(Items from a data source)
++++++++
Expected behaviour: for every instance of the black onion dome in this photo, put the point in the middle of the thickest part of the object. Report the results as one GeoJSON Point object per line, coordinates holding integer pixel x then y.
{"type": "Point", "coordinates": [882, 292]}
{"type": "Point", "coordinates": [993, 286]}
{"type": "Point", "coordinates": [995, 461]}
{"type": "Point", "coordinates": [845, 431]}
++++++++
WHAT YOU HAVE TO DO. Copy the lines above, please. Keep them exact.

ANSWER FOR THE TASK.
Expected behaviour: for every instance of the black onion dome in this photo, put the point in the middle of the thickest part of the object. Report the results as one GeoJSON Point object per line, coordinates holding integer pixel x then y.
{"type": "Point", "coordinates": [882, 292]}
{"type": "Point", "coordinates": [993, 286]}
{"type": "Point", "coordinates": [995, 461]}
{"type": "Point", "coordinates": [845, 431]}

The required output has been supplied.